▶ REQUIREMENT:
Reproduce all of the material below line for line, requests included, and shift every coordinate in the recorded points by -110. Leave the sample coordinates inside the requests unchanged.

▶ TASK INPUTS:
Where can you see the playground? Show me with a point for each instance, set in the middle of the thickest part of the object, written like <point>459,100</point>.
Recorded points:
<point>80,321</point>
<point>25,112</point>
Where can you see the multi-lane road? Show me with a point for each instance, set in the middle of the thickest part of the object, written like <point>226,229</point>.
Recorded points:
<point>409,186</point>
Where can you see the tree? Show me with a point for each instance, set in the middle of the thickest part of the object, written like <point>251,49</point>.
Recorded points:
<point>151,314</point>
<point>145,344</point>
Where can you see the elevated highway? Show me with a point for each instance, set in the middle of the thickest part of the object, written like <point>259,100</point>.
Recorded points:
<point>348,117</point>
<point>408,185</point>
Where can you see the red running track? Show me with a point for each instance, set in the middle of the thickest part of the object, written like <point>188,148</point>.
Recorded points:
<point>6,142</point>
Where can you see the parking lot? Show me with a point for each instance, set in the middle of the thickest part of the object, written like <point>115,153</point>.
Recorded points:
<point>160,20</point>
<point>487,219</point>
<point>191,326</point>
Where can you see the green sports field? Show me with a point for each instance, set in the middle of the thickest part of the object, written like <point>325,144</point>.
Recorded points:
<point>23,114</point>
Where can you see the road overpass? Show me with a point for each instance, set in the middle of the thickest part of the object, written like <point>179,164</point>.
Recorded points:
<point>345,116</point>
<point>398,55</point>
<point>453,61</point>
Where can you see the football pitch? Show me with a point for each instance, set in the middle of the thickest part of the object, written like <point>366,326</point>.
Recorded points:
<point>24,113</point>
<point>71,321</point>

▶ COMPLETE RESPONSE:
Where can you see the playground? Show me with a point for each instance, set in the middle of the thickest part of the object, written like <point>459,100</point>.
Recorded points:
<point>-30,211</point>
<point>-85,2</point>
Where can you see the multi-lane road? Show me with a point for each instance, set in the middle of the thickest part of the object, written like <point>226,229</point>.
Recorded points:
<point>299,76</point>
Where can you see the tree? Show me with a point for each instance, set in the middle of the thickest part of the object, written like <point>251,49</point>.
Recorded points:
<point>41,204</point>
<point>35,234</point>
Where can you see the elevated highway? Show me with a point for each instance, set in the middle of the thickest part of the object, written like <point>259,100</point>.
Recorded points:
<point>238,7</point>
<point>298,75</point>
Where can you see the red running track? Show me with a point for each instance, set in the middle of the thickest part of the object, written like <point>188,148</point>.
Recorded points:
<point>-104,32</point>
Where can you see the parking lot? Show me with a point for each instance, set in the middle of the thickest part of the object, written like <point>115,153</point>.
Recorded points:
<point>50,-90</point>
<point>377,109</point>
<point>81,216</point>
Where can you see the green sports field? Show me with a point for each instance, set in the middle of the thickest part of the object, written like <point>325,144</point>.
Recorded points:
<point>-87,4</point>
Where can you see the road overpass? Show me with a point for each instance, set in the middle of the thickest part of the object, written like <point>179,164</point>.
Recorded points:
<point>235,6</point>
<point>288,-55</point>
<point>343,-49</point>
Where can you see the football pitch? Show me with a point for each instance, set in the middle of the thickest part of the object, written like <point>366,326</point>.
Recorded points:
<point>-86,3</point>
<point>-39,211</point>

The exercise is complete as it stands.